# [MATERIAL SUPPLIED]
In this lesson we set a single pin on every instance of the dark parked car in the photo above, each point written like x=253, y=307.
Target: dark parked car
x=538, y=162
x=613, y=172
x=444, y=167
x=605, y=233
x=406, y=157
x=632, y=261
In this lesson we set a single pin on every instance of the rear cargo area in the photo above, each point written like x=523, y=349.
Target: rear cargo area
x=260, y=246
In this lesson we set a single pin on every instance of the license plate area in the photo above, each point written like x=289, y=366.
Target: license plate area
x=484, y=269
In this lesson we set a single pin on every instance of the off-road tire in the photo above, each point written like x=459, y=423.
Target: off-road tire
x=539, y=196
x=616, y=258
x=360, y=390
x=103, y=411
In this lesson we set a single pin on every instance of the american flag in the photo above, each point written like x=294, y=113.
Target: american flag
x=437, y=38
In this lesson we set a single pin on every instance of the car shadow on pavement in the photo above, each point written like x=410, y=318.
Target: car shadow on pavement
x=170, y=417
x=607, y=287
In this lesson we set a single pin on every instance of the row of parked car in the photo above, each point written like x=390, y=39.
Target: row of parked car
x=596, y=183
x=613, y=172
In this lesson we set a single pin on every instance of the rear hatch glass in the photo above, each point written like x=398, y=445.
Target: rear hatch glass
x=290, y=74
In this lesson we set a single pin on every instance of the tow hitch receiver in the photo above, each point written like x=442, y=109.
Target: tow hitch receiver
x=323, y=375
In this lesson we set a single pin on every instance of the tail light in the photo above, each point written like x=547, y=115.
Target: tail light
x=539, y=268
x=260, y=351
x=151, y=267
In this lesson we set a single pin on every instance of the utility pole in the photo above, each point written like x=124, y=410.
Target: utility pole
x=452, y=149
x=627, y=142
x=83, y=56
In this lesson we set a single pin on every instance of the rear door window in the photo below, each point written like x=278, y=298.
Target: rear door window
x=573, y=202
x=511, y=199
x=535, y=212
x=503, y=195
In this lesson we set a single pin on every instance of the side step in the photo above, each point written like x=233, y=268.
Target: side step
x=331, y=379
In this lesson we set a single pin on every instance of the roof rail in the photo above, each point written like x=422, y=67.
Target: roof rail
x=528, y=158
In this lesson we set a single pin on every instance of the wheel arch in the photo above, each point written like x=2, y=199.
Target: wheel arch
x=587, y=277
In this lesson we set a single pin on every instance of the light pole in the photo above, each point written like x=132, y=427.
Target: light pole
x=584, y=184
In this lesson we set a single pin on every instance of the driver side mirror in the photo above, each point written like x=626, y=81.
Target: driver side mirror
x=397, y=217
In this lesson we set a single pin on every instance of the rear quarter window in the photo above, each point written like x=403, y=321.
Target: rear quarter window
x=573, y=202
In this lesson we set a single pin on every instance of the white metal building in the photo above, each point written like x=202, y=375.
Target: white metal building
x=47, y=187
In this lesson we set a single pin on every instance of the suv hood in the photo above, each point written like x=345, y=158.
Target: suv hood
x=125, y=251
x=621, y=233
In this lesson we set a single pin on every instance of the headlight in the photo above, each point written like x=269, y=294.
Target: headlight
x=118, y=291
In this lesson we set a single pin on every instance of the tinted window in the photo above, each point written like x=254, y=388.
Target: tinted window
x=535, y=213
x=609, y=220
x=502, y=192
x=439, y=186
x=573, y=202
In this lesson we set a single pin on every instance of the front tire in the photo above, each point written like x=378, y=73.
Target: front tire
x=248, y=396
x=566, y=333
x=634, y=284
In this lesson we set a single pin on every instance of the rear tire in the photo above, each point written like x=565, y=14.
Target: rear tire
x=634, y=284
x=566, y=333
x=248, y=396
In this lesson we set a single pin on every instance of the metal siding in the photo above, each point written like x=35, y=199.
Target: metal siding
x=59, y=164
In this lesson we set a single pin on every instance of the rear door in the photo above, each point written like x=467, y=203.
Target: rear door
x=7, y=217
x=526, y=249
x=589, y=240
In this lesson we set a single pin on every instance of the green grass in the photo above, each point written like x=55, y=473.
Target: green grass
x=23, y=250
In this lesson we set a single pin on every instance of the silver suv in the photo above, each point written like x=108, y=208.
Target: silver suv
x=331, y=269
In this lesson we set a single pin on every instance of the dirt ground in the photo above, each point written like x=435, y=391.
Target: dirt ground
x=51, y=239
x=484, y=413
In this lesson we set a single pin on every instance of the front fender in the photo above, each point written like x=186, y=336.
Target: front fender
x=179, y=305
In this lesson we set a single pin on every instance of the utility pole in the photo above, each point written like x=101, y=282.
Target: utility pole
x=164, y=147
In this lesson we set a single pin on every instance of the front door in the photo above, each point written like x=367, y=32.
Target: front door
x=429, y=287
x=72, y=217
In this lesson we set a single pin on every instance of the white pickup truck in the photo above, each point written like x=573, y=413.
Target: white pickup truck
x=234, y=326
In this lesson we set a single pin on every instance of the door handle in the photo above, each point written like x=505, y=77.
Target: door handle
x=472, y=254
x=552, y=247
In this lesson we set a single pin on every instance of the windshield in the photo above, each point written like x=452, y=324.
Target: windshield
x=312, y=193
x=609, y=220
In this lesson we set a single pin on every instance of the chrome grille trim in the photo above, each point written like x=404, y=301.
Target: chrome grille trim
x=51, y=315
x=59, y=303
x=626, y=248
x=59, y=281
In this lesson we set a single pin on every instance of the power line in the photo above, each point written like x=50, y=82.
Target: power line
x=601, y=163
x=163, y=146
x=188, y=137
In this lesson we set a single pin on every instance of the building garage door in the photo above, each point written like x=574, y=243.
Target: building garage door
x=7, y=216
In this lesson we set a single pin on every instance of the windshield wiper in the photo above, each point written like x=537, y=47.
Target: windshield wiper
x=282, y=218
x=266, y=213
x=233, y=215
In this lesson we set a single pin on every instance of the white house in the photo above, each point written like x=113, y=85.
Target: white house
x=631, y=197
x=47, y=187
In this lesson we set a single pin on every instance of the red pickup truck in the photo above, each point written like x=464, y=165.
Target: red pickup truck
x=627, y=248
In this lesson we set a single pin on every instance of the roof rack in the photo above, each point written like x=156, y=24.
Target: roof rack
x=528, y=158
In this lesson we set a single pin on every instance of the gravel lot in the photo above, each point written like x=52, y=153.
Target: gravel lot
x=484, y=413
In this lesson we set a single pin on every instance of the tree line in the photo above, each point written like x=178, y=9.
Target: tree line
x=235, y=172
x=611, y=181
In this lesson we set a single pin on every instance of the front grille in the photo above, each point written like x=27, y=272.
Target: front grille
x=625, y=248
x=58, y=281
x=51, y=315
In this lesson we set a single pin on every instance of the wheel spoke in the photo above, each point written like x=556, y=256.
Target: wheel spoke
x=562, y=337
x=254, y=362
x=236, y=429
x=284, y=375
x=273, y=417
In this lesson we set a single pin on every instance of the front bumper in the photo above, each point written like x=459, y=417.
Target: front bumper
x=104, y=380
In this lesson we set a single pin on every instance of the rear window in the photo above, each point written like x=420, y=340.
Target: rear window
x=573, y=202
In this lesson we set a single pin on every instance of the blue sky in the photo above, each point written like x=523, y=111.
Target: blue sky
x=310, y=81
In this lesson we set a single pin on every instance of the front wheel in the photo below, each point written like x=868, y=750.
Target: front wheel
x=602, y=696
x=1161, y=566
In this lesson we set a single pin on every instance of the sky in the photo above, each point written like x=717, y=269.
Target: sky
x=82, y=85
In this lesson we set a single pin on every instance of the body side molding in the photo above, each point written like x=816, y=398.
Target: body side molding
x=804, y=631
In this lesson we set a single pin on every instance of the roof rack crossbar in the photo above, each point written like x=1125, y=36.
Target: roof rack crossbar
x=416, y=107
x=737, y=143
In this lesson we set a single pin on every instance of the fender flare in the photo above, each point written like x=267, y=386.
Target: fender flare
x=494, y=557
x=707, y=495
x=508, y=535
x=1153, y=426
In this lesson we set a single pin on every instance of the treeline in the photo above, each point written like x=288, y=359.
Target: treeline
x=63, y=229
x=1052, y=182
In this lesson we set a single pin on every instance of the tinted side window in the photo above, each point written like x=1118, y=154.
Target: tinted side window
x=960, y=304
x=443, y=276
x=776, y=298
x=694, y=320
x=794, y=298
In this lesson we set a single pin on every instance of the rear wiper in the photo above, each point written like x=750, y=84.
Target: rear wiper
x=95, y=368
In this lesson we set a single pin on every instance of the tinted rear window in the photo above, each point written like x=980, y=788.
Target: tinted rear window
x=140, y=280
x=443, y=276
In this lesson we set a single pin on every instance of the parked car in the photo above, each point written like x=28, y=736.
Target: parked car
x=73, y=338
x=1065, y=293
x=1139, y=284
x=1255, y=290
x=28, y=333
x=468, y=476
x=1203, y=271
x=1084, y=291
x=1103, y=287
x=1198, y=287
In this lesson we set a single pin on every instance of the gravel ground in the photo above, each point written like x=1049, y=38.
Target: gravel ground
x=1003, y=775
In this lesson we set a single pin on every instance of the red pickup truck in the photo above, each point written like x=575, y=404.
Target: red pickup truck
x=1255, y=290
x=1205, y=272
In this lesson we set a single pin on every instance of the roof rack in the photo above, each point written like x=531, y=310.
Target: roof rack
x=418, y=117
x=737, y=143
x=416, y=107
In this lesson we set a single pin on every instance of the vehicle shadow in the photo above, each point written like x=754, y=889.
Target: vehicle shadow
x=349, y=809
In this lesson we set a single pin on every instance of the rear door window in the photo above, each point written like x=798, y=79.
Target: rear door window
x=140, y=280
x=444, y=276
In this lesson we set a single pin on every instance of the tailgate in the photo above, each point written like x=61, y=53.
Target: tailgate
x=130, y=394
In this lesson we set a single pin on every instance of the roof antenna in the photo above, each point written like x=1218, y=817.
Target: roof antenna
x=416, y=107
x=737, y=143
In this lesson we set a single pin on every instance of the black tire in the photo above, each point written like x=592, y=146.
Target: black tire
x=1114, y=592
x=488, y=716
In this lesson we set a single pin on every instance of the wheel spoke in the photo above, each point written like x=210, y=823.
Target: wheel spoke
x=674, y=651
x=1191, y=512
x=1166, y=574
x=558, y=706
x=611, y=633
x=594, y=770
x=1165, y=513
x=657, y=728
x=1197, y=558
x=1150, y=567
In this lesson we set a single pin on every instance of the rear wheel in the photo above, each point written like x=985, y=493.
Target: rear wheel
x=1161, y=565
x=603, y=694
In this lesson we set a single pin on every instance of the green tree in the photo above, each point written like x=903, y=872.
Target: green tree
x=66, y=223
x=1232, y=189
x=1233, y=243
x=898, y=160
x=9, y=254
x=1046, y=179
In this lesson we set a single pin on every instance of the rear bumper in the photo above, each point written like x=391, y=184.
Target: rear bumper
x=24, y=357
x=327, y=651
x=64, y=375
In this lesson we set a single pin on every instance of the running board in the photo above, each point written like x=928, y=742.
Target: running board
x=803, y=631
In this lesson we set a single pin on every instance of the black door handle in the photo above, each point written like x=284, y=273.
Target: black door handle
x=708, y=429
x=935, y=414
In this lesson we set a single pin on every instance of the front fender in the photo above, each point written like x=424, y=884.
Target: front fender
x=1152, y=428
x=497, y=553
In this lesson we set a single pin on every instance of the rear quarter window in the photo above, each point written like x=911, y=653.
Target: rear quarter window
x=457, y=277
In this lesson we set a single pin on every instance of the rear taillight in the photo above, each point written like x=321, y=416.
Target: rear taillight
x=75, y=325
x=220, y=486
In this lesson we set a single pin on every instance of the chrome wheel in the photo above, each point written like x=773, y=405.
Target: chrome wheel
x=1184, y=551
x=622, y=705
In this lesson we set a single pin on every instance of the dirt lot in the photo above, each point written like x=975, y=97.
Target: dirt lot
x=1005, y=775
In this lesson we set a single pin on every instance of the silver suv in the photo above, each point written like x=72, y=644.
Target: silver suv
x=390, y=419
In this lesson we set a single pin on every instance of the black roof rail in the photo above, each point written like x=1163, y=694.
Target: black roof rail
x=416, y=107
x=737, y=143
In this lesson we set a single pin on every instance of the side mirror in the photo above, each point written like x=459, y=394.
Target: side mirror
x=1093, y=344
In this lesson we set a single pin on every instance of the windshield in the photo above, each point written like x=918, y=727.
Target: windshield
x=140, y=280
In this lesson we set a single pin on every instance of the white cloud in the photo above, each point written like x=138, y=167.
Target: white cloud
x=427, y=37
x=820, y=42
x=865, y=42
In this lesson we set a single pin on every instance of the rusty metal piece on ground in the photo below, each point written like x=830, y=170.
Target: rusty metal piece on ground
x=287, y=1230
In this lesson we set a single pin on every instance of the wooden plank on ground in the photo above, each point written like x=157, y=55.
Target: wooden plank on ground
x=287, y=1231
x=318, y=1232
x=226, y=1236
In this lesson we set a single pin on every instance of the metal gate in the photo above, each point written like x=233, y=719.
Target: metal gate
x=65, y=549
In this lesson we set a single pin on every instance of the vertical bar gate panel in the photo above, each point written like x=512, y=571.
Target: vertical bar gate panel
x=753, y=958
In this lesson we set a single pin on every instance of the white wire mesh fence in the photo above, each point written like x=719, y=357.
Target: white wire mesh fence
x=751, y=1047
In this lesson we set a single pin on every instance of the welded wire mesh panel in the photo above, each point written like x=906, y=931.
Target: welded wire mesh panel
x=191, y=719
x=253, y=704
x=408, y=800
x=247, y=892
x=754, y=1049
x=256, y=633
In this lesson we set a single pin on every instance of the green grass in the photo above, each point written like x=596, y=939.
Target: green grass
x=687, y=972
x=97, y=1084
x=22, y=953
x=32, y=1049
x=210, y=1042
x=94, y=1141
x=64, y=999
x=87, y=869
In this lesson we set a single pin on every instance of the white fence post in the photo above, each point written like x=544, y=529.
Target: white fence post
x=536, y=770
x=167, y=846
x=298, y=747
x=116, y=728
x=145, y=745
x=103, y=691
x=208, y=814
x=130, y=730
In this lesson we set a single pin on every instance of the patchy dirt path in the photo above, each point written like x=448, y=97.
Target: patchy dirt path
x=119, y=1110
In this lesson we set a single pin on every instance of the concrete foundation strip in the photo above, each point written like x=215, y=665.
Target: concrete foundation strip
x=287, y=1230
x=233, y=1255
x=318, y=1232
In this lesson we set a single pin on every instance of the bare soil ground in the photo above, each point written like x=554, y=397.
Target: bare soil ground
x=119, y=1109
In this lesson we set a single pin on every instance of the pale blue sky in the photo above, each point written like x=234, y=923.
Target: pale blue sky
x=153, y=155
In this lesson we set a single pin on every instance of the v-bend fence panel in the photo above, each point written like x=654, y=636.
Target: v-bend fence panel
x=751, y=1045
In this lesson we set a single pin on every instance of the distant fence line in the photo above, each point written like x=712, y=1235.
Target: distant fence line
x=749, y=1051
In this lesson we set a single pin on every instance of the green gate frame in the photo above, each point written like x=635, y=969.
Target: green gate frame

# [WHAT YOU HAVE TO DO]
Format everything above, from the line that contains "like x=367, y=32." down to the line that contains "x=72, y=217", as a Markdown table with the columns Row and Line. Include both end lines, give each line a row number, and leave out blank lines.

# [ANSWER TO THE EXERCISE]
| Row | Line |
|---|---|
| 1 | In this lesson we set a single pin on every instance of the front door in the photo above, each point written like x=367, y=32. |
| 2 | Target: front door |
| 3 | x=429, y=287 |
| 4 | x=72, y=217 |